▶ _Stored data_:
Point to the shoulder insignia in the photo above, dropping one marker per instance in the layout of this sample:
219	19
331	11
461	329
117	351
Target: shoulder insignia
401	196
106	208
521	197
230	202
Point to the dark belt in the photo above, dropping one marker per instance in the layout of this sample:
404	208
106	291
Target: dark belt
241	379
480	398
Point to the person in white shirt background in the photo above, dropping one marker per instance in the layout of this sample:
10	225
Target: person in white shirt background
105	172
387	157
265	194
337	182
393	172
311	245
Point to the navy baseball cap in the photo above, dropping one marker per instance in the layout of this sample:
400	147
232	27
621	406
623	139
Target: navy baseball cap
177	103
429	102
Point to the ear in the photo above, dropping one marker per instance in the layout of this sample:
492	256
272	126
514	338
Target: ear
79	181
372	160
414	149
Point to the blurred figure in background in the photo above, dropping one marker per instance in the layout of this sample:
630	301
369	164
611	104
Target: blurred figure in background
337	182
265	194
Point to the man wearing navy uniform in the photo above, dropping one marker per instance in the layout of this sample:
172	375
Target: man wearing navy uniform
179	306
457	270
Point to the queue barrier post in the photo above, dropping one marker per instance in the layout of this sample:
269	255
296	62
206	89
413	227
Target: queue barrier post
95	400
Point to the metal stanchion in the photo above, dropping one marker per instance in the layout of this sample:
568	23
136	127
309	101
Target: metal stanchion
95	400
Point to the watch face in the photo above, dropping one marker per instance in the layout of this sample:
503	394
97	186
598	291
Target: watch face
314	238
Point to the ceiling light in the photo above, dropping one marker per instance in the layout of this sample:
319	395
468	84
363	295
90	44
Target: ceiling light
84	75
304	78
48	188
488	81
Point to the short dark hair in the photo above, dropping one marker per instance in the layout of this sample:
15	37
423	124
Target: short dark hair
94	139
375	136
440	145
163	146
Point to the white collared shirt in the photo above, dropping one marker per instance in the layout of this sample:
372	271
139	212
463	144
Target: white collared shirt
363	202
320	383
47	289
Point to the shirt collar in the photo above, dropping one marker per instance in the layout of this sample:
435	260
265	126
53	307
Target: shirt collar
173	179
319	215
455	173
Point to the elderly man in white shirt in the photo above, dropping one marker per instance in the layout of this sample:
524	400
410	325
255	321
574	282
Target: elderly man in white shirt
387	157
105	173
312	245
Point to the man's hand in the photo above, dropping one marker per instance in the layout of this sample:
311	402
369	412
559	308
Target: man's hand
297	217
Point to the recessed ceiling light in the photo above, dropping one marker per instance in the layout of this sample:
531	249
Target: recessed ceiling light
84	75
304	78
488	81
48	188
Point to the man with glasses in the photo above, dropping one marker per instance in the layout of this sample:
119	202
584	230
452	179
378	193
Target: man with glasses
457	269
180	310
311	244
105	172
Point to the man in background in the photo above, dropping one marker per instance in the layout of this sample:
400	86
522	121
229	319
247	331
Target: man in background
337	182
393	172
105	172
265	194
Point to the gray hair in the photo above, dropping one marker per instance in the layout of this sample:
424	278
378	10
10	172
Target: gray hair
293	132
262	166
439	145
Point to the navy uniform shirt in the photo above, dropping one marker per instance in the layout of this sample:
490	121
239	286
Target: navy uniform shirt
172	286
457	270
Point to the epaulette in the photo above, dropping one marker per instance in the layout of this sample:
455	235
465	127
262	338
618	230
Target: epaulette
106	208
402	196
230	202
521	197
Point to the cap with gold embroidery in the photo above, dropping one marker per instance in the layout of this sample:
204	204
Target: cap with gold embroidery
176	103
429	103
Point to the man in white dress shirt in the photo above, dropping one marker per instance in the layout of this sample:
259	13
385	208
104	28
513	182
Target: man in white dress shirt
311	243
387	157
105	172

▶ _What you need to do_:
Transcribe exactly, and only, the lines that extend from the one containing "Target: man's hand" to the end of the records above, inclusive of both.

▶ _Reply to the exercise_:
Target: man's hand
297	217
Point to the recessed ceiling light in the photo above, dropping one marker per instance in the layout of this sample:
531	249
Target: recessed ceiling light
84	75
304	78
488	81
48	188
Point to the man with glasses in the photo above, dropping one marker per instance in the layout of this sample:
119	202
584	230
452	179
378	193
Target: man with glasses
457	269
180	310
311	244
105	172
Point to the man in background in the photo above, dropping one marker per instance in the layout of this sample:
400	86
522	121
229	319
247	331
Target: man in background
337	182
393	172
105	172
265	194
Point to the gray hair in the photo above, dropping one marker per instance in the layout of this sample:
424	278
378	10
10	172
Target: gray hair
293	132
262	166
439	145
Point to the navy uniform shirt in the photo above, dropping one marker per instance in the layout of this sample:
490	121
239	286
Target: navy uniform shirt
172	286
457	270
Point to the epaulette in the photo above, dropping one marker per instance in the layout of this sample:
455	235
465	127
262	338
618	230
Target: epaulette
106	208
402	196
230	202
521	197
Point to the cap with gold embroidery in the photo above, dropping one marker per instance in the layout of this sample:
204	204
Target: cap with gold embroidery
176	103
429	103
Point to the man in white dress shirt in the photo above, dropping one marker per instance in the layout of this sample:
259	13
385	208
104	28
513	182
Target: man in white dress shirt
311	243
387	157
105	172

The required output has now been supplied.